WRITTEN INSTRUCTION 1
Decide whether each statement below agrees with the thread on a new camera. Answer yes or no for each and quote the deciding words of the thread.
(a) The camera was on sale for 150.00.
(b) The poster bought the GLE gauge.
(c) The poster bought the base package for the camera.

EXCERPT
"""

# New Camera



## nitestridar (Jun 29, 2002)

New Pics From My new Digi:banana:


----------



## nitestridar (Jun 29, 2002)

sorry i should of washed her first...

I will update the pics... plus the car will finally be dropped


----------



## Revolution (Dec 26, 2002)

Where did you order your Indiglos? I need one with the built in tach.


----------



## sethwas (Apr 30, 2002)

Thats a sharp lens. I can tell the pictures were drasticaly resized though.

Seth


----------



## nitestridar (Jun 29, 2002)

sethwas said:


> *Thats a sharp lens. I can tell the pictures were drasticaly resized though.
> 
> Seth *


resized how...? 

Thanks I deicded to finally by a 2.0 mp camera it was on sale for 150.00 it is the kodak cx???? ...


----------



## nitestridar (Jun 29, 2002)

Revolution said:


> *Where did you order your Indiglos? I need one with the built in tach. *


Hey,

I got mine on ebay.. $32 shipped... 

you have a tach right because you have a GLE ..
you have to buy the gauge for the 200sx se.. and they will fit fine.. I bought the se-r gauge


----------



## Revolution (Dec 26, 2002)

selrider99 said:


> *Hey,
> 
> I got mine on ebay.. $32 shipped...
> 
> ...


are you sure? Mine reads to 120


----------



## Neil (Aug 13, 2002)

selrider99 said:


> *resized how...?
> 
> Thanks I deicded to finally by a 2.0 mp camera it was on sale for 150.00 it is the kodak cx???? ... *


He probably means for example in the first image look at the wire in the BG. You can see that it has a jaggy outline which is typically caused by resizing. Also the siding on the house has an antialias blur or moire pattern to it when you shrink an image the lines tend to blur and get a bit jaggy sometimes, especially with tight patterns.

Nonetheless the pictures look good. Did you get those kodak ones with the little bases on them?


----------



## nitestridar (Jun 29, 2002)

i had the option to get the base package for $200 

but didn't but i can still buy it seprate at anytime..
that dock makes things so easy all you do is drop the camera on it and hit the button and bang you are set... plus it is a charger at the same time  

yeah car domain made the pics smaller.. I would post the nice ones but it would take forever to load for some peeps..

"""

THE INPUT
"""

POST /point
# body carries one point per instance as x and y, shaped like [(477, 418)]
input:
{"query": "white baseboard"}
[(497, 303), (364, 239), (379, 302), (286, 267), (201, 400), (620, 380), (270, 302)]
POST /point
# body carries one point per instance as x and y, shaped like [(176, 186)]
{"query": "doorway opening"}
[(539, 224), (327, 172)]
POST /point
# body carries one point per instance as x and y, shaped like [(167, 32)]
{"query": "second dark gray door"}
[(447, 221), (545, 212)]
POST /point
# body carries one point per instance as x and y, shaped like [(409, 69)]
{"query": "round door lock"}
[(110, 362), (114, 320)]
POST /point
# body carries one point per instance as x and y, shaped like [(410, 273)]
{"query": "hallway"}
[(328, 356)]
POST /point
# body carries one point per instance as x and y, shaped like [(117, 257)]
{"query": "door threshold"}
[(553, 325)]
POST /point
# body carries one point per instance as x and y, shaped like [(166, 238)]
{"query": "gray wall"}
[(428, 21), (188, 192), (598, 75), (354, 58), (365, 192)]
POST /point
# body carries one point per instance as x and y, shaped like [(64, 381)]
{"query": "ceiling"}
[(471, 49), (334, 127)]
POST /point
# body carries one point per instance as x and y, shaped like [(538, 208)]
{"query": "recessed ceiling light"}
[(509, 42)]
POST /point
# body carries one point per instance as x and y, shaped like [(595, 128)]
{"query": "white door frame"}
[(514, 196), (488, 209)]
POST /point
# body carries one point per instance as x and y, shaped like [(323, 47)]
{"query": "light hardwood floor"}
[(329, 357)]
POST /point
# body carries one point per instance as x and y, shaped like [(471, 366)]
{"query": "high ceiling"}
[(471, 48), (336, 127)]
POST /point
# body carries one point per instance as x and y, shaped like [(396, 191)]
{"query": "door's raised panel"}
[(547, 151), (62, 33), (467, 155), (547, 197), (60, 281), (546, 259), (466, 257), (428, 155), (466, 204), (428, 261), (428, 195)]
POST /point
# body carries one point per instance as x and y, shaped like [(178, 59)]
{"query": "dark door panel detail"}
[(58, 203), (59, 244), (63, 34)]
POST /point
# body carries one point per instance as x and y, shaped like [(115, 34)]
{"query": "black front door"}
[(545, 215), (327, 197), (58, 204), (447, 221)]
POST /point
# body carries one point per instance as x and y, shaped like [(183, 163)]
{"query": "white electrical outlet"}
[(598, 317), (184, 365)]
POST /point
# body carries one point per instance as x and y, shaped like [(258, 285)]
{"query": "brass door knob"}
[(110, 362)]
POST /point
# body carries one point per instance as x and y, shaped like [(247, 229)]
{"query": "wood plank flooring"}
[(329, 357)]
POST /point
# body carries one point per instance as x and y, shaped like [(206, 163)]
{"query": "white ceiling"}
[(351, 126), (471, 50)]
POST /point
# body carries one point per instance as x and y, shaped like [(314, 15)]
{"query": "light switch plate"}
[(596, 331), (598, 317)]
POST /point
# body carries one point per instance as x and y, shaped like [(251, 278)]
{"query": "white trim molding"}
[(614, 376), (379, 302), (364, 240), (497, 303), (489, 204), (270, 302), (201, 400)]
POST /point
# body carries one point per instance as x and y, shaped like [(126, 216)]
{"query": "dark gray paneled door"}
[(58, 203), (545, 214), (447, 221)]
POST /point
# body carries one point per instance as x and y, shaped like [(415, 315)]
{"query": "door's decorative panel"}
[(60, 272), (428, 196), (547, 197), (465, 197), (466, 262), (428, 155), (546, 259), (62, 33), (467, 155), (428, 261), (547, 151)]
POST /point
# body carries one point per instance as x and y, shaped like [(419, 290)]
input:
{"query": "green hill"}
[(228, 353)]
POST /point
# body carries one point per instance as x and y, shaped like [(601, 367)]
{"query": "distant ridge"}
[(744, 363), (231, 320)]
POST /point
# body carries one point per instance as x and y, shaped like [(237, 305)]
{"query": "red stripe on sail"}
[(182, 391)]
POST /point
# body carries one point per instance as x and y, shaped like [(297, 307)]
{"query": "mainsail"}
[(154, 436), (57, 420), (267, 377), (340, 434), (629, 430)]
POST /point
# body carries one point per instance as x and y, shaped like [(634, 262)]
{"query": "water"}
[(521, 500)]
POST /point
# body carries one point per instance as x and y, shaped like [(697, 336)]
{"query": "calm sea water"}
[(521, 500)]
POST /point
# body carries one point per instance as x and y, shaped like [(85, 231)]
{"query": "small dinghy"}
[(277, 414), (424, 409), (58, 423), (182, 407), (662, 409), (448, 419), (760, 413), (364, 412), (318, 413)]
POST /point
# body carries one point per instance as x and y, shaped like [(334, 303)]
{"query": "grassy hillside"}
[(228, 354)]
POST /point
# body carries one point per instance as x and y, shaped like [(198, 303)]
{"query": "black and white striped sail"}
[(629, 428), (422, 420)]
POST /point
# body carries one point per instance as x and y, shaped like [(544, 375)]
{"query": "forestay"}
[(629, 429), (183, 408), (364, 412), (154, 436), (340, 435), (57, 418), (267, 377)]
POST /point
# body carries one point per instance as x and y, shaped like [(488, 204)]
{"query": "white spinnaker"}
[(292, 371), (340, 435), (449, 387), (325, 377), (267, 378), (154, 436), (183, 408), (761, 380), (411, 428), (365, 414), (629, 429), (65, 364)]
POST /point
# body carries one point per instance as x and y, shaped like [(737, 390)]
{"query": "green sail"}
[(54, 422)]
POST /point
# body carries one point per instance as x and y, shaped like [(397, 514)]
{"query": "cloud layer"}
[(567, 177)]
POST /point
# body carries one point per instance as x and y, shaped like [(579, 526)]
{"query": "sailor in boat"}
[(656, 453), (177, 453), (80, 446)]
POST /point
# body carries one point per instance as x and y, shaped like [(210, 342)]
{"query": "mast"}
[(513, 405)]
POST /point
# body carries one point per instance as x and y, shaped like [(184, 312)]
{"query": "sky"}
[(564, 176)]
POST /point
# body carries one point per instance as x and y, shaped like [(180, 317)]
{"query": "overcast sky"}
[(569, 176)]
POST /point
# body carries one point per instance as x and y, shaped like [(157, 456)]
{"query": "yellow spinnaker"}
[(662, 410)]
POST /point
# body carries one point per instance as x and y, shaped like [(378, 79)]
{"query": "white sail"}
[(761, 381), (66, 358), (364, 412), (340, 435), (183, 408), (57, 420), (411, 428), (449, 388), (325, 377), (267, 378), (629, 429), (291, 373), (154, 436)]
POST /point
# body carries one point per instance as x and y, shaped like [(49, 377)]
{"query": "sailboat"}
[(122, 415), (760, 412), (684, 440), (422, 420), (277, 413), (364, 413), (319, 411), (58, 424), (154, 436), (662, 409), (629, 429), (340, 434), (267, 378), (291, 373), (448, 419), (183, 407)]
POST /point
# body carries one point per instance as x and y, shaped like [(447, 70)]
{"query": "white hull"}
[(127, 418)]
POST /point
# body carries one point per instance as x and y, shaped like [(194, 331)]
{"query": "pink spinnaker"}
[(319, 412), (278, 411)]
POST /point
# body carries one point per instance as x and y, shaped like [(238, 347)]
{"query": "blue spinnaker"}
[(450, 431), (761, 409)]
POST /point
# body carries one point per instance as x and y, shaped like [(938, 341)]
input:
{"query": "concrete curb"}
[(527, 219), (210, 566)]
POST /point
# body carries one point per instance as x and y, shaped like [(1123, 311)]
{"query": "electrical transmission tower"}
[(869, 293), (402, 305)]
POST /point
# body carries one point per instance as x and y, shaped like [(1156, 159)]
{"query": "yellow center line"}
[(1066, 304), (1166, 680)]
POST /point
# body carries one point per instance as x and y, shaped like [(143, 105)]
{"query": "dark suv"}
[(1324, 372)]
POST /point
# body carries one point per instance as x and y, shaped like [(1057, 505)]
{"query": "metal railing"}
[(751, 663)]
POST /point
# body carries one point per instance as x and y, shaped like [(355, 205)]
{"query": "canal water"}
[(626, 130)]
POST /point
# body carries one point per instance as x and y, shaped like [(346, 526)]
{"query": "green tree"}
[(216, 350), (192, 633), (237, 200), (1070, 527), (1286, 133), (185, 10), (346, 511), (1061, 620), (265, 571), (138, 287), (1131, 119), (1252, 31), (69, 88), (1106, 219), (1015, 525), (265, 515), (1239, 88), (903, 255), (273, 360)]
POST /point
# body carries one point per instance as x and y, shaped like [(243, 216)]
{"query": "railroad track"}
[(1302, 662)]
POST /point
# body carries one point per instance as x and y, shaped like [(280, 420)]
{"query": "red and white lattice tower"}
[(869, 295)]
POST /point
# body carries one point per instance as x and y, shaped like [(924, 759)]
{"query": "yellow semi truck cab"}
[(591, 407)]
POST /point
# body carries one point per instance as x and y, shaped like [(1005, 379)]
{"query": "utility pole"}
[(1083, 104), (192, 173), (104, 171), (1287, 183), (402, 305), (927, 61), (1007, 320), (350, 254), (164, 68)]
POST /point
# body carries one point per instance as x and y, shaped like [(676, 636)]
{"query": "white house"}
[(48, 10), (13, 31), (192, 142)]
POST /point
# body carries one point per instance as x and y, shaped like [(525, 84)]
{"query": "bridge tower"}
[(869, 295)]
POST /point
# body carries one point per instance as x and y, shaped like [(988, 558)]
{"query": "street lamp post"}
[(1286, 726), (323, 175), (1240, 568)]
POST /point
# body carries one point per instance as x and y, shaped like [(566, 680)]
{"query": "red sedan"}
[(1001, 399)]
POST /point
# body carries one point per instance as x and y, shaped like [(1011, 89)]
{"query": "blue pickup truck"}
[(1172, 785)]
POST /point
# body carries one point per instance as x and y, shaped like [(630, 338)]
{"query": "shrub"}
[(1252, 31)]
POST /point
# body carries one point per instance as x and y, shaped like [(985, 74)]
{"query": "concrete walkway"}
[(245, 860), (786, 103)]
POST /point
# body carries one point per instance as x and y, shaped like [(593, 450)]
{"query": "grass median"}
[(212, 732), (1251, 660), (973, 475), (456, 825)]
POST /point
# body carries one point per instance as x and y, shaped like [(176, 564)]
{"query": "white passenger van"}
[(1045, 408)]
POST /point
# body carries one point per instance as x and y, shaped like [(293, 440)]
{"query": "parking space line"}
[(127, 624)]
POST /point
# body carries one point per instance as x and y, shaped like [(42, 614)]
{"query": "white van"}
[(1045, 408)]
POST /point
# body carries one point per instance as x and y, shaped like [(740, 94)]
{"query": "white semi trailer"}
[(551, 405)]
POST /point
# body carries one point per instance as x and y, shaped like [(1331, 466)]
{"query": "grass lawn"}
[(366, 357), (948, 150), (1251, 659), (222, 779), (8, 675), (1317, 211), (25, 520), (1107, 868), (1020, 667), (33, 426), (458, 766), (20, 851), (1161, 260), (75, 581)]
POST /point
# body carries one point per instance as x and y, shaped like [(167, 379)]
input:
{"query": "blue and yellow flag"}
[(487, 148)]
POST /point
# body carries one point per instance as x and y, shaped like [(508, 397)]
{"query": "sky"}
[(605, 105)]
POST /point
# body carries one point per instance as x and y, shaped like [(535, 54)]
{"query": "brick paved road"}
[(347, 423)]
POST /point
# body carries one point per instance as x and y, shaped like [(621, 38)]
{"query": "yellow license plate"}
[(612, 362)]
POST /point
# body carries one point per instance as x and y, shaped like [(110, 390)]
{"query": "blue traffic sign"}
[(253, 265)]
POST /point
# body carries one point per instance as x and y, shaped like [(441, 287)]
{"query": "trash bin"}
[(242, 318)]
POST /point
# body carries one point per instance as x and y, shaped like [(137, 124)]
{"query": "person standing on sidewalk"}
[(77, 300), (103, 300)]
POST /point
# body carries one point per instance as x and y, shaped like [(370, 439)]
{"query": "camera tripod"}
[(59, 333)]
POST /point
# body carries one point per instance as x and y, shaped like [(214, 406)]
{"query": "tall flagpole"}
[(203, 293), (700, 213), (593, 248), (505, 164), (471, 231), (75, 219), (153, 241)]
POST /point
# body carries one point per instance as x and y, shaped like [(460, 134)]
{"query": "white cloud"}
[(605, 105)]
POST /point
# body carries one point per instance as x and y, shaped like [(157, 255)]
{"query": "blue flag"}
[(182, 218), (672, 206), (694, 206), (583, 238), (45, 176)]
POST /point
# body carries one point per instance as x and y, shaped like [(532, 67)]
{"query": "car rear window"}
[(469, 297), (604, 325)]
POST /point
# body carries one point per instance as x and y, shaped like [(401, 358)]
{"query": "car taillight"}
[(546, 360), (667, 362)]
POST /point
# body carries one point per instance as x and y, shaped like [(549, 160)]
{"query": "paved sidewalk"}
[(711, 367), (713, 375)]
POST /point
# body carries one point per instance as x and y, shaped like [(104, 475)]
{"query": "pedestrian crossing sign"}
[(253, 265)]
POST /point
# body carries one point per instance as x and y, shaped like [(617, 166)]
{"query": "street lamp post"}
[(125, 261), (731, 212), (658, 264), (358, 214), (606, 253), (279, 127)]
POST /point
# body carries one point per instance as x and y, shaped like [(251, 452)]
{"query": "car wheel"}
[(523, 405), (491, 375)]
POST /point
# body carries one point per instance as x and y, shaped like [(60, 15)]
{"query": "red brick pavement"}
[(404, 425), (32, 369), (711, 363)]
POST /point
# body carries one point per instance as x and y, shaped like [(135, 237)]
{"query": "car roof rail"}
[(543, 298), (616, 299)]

"""

WRITTEN INSTRUCTION 2
State how many lines of the listing above contain the string "dark". Reply with the number alone.

CORRECT ANSWER 1
(a) Yes: "it was on sale for 150.00"
(b) No: "I bought the se-r gauge"
(c) No: "i had the option to get the base package for $200" and "but didn't"

CORRECT ANSWER 2
4